* Point annotation records

---+---

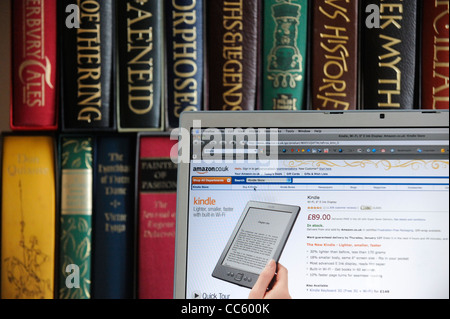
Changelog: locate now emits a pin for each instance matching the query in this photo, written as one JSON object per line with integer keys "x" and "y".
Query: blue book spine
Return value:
{"x": 184, "y": 36}
{"x": 113, "y": 248}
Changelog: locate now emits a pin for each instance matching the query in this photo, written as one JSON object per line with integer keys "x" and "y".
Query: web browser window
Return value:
{"x": 374, "y": 219}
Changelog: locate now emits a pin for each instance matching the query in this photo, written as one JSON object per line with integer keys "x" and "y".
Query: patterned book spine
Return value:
{"x": 28, "y": 218}
{"x": 435, "y": 55}
{"x": 34, "y": 96}
{"x": 335, "y": 55}
{"x": 389, "y": 59}
{"x": 113, "y": 251}
{"x": 76, "y": 218}
{"x": 88, "y": 67}
{"x": 284, "y": 54}
{"x": 157, "y": 210}
{"x": 184, "y": 34}
{"x": 140, "y": 29}
{"x": 233, "y": 28}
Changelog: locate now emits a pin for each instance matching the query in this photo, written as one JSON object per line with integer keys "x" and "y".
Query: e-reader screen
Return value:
{"x": 257, "y": 239}
{"x": 259, "y": 236}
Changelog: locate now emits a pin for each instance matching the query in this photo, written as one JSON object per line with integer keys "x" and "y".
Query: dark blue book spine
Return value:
{"x": 113, "y": 248}
{"x": 184, "y": 32}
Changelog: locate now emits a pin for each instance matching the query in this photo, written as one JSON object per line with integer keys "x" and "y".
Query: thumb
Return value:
{"x": 263, "y": 282}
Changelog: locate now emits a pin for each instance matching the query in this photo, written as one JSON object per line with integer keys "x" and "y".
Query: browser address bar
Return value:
{"x": 347, "y": 143}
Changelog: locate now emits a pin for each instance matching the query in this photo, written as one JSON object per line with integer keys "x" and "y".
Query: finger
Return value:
{"x": 266, "y": 276}
{"x": 282, "y": 276}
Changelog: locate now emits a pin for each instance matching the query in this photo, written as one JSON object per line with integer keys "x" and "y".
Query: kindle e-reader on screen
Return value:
{"x": 373, "y": 188}
{"x": 259, "y": 236}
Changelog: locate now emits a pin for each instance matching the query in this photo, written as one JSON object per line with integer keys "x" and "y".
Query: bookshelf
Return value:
{"x": 5, "y": 58}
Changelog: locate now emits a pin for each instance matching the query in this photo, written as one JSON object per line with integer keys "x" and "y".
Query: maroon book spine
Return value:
{"x": 435, "y": 59}
{"x": 157, "y": 211}
{"x": 34, "y": 65}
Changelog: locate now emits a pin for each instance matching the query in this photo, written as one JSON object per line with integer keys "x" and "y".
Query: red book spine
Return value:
{"x": 435, "y": 61}
{"x": 34, "y": 61}
{"x": 157, "y": 210}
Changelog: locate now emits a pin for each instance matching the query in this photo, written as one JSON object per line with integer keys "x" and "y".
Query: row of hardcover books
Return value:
{"x": 136, "y": 65}
{"x": 87, "y": 216}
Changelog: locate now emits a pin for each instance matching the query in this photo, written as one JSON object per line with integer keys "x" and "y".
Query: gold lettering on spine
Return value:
{"x": 390, "y": 88}
{"x": 36, "y": 70}
{"x": 89, "y": 62}
{"x": 140, "y": 67}
{"x": 334, "y": 42}
{"x": 185, "y": 93}
{"x": 233, "y": 40}
{"x": 440, "y": 58}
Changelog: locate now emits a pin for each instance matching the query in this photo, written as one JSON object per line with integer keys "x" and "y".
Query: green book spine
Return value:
{"x": 76, "y": 218}
{"x": 284, "y": 54}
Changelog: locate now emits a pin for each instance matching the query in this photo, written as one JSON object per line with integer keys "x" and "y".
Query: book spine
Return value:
{"x": 28, "y": 218}
{"x": 76, "y": 218}
{"x": 435, "y": 55}
{"x": 389, "y": 59}
{"x": 34, "y": 52}
{"x": 157, "y": 210}
{"x": 285, "y": 43}
{"x": 113, "y": 231}
{"x": 88, "y": 67}
{"x": 184, "y": 32}
{"x": 335, "y": 55}
{"x": 140, "y": 65}
{"x": 232, "y": 52}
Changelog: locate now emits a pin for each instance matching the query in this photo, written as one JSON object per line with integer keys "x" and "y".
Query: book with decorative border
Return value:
{"x": 435, "y": 55}
{"x": 34, "y": 91}
{"x": 140, "y": 30}
{"x": 335, "y": 55}
{"x": 390, "y": 55}
{"x": 28, "y": 216}
{"x": 285, "y": 48}
{"x": 88, "y": 56}
{"x": 157, "y": 184}
{"x": 185, "y": 58}
{"x": 114, "y": 216}
{"x": 76, "y": 207}
{"x": 233, "y": 54}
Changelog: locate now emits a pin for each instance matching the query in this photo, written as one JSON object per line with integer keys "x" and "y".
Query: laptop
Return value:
{"x": 344, "y": 204}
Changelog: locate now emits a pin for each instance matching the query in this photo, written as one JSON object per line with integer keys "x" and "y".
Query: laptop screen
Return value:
{"x": 373, "y": 220}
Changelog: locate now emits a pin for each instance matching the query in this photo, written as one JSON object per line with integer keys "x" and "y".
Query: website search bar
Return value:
{"x": 268, "y": 180}
{"x": 230, "y": 151}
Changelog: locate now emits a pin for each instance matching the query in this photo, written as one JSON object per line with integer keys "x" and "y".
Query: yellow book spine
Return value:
{"x": 28, "y": 218}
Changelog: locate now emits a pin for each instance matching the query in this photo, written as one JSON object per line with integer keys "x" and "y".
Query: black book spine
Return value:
{"x": 88, "y": 67}
{"x": 389, "y": 56}
{"x": 140, "y": 27}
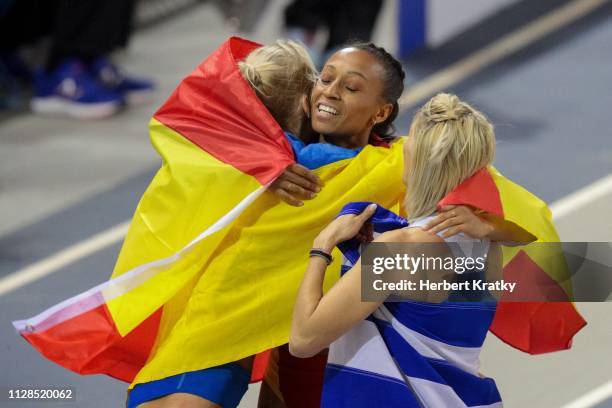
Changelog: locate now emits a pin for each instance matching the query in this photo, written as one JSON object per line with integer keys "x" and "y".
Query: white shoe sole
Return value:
{"x": 62, "y": 107}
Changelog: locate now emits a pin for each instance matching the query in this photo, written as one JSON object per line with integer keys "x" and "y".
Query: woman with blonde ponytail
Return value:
{"x": 406, "y": 353}
{"x": 450, "y": 141}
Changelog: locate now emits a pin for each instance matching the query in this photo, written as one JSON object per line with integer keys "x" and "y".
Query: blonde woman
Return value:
{"x": 408, "y": 353}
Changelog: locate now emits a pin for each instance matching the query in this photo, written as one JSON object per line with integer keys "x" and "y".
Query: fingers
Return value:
{"x": 367, "y": 213}
{"x": 452, "y": 231}
{"x": 295, "y": 190}
{"x": 304, "y": 177}
{"x": 288, "y": 198}
{"x": 442, "y": 221}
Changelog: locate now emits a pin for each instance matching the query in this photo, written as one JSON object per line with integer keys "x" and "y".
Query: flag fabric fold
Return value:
{"x": 532, "y": 327}
{"x": 209, "y": 270}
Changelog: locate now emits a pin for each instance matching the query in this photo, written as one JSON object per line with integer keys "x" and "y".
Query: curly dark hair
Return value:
{"x": 393, "y": 85}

---+---

* Prompt
Above are records to transcribe exactly; leave their pictures out.

* The solution
Changelog: locate now emits a pin for each instance matching the query in this photo, written as one JSON object per line with integer keys "x" and "y".
Query: blue book spine
Return value:
{"x": 184, "y": 36}
{"x": 113, "y": 248}
Changelog: locate now emits a pin for each instance matching the query in this photo, written as one JSON object per line with integer keys "x" and "y".
Query: web browser window
Return value:
{"x": 374, "y": 219}
Changelog: locate now emits a pin for each instance matching the query in this photo, written as one JSON object per line with integer keys "x" and "y".
Query: patterned book spine
Return value:
{"x": 28, "y": 218}
{"x": 435, "y": 55}
{"x": 34, "y": 96}
{"x": 335, "y": 55}
{"x": 389, "y": 59}
{"x": 113, "y": 251}
{"x": 76, "y": 218}
{"x": 88, "y": 67}
{"x": 284, "y": 54}
{"x": 157, "y": 210}
{"x": 184, "y": 34}
{"x": 140, "y": 29}
{"x": 233, "y": 28}
Changelog: locate now emits a pin for each instance matching the query in this photo, written as one JSON object per line with integer keys "x" and "y".
Query: e-reader screen
Return value:
{"x": 257, "y": 239}
{"x": 259, "y": 236}
Changelog: locate now emits a pin for each instance matching the query in this photo, written as one JSON object per line with integer keys "x" and "y".
Query: dark blue book spine
Return value:
{"x": 113, "y": 248}
{"x": 184, "y": 32}
Changelog: locate now emits a pin for each instance matching the query in this photo, written as one JSON object per line with integer keys "x" and "y".
Query: thumb
Return value:
{"x": 263, "y": 282}
Changelog: locate now emits a pin for each instance matching the query in this photo, written as one JSON object per line with integer keys "x" and "y".
Query: browser address bar
Return value:
{"x": 347, "y": 143}
Changelog: locate now emits a pin for each instance matching the query in this photo, written as one JSON object per line with integer keys "x" and "y".
Query: finger
Return value:
{"x": 266, "y": 276}
{"x": 282, "y": 276}
Changelog: locate now emits a pin for each instance matching the query in this photo, written as one JSON object per line with integer keys "x" and "y".
Query: kindle e-reader on screen
Return value:
{"x": 373, "y": 188}
{"x": 259, "y": 236}
Changelog: locate now emits a pin for each instance matching the query in this photo, written as one JSON object per line with integer keys "x" and "y".
Query: bookshelf
Return value:
{"x": 5, "y": 58}
Changelog: locate now emits a pin for each instance matching the query in this photo, written as one JSON object per line with integer keys "x" and "y".
Query: maroon book spine
Return value:
{"x": 435, "y": 59}
{"x": 157, "y": 211}
{"x": 34, "y": 65}
Changelog: locate now emits a pin for each instance matching the query in this photo, written as one JSON object per line with integer keys "x" and "y".
Query: red book spine
Return value:
{"x": 435, "y": 61}
{"x": 34, "y": 61}
{"x": 157, "y": 210}
Changelog: locate now emits a pin for each instance matching the query in this photo, written as one JSON object per line with integer keys "x" and "y".
Query: row of hardcover books
Return value:
{"x": 136, "y": 65}
{"x": 87, "y": 216}
Changelog: locate now emits a pin for each instance matching the query in this photo, written as one JSON object per line with integer keys "x" and "y".
Query: gold lettering on spine
Return value:
{"x": 390, "y": 88}
{"x": 36, "y": 70}
{"x": 89, "y": 62}
{"x": 140, "y": 67}
{"x": 334, "y": 42}
{"x": 185, "y": 93}
{"x": 233, "y": 40}
{"x": 440, "y": 58}
Changelog: locate now emits a pin for each instance matching the query in this photo, written as one JSON object per line with integer keys "x" and "y".
Query: green book spine
Return value:
{"x": 76, "y": 218}
{"x": 284, "y": 54}
Changelog: locate now emits a pin for each instance matching the query in this photo, written as one JSON object per line with integer keys "x" and "y".
Query: book spine
Return value:
{"x": 28, "y": 218}
{"x": 76, "y": 218}
{"x": 435, "y": 55}
{"x": 389, "y": 59}
{"x": 34, "y": 52}
{"x": 157, "y": 210}
{"x": 285, "y": 43}
{"x": 113, "y": 231}
{"x": 88, "y": 67}
{"x": 184, "y": 32}
{"x": 335, "y": 55}
{"x": 140, "y": 65}
{"x": 232, "y": 52}
Changelog: locate now emits a pin for each instance matching the query in this photo, written as one JSON object per line with integer keys "x" and "y".
Query: book with decorative border
Return value:
{"x": 435, "y": 55}
{"x": 34, "y": 91}
{"x": 140, "y": 30}
{"x": 335, "y": 55}
{"x": 390, "y": 55}
{"x": 28, "y": 216}
{"x": 285, "y": 48}
{"x": 88, "y": 56}
{"x": 157, "y": 184}
{"x": 185, "y": 58}
{"x": 114, "y": 216}
{"x": 76, "y": 207}
{"x": 233, "y": 54}
Changelog: locate now emits a pin for each instance matching the query in this photo, written as one JSON object per line with integer keys "x" and "y".
Query: laptop
Return value:
{"x": 344, "y": 204}
Changelog: locate now emits a pin for each instance matching the query in this photo, written as one JSON object per line with integer keys "x" and "y".
Query: laptop screen
Return value:
{"x": 373, "y": 220}
Changelog: locate now emits a pin for each instance matching the query in this photo, written as one JSON object per line with integer keys "x" and "y".
Query: website search bar
Return value:
{"x": 268, "y": 180}
{"x": 230, "y": 151}
Changelog: locate now emits a pin for each instance matching the query in this photo, written as one JSON object per line with integer keys "x" and "y".
Query: yellow book spine
Return value:
{"x": 28, "y": 218}
Changelog: locate now emits a pin for each instance matching the query in this photo, written as one JSON object per line with integer keys "x" and "y".
Query: black book spine
Return value:
{"x": 88, "y": 67}
{"x": 389, "y": 56}
{"x": 140, "y": 27}
Changelog: locate now emits a pin for each instance matching the query in this photo, written as one JSON object per line with integer keys "x" and "y".
Query: white shoe sole
Return value:
{"x": 62, "y": 107}
Changelog: locate now emits a pin for each instance matching the query in this photo, written as one JSON object per line with integer keys "x" and "y".
Query: woman with blonde ponytail
Return value:
{"x": 406, "y": 353}
{"x": 450, "y": 141}
Changelog: locate now emits a pin for each instance matching the query in this photo, written as one JSON object per line with integer keys "x" and "y".
Query: blonde woman
Return value:
{"x": 408, "y": 353}
Changelog: locate now emits a pin for each instance matching the query in this photo, written as one JSON object per line with integer keys "x" and "y".
Query: fingers
Return value:
{"x": 367, "y": 213}
{"x": 452, "y": 231}
{"x": 295, "y": 190}
{"x": 304, "y": 177}
{"x": 288, "y": 198}
{"x": 442, "y": 221}
Changelog: locate now emits a pin for each instance matching the query in this photo, written as one JSON object per line with integer keys "x" and "y".
Query: flag fabric fold
Return value:
{"x": 532, "y": 327}
{"x": 209, "y": 270}
Changelog: locate now emits a pin for each instance matching the query in this photo, written as one JSON object per line with integer keys "x" and "y".
Query: curly dark hair
Return value:
{"x": 393, "y": 85}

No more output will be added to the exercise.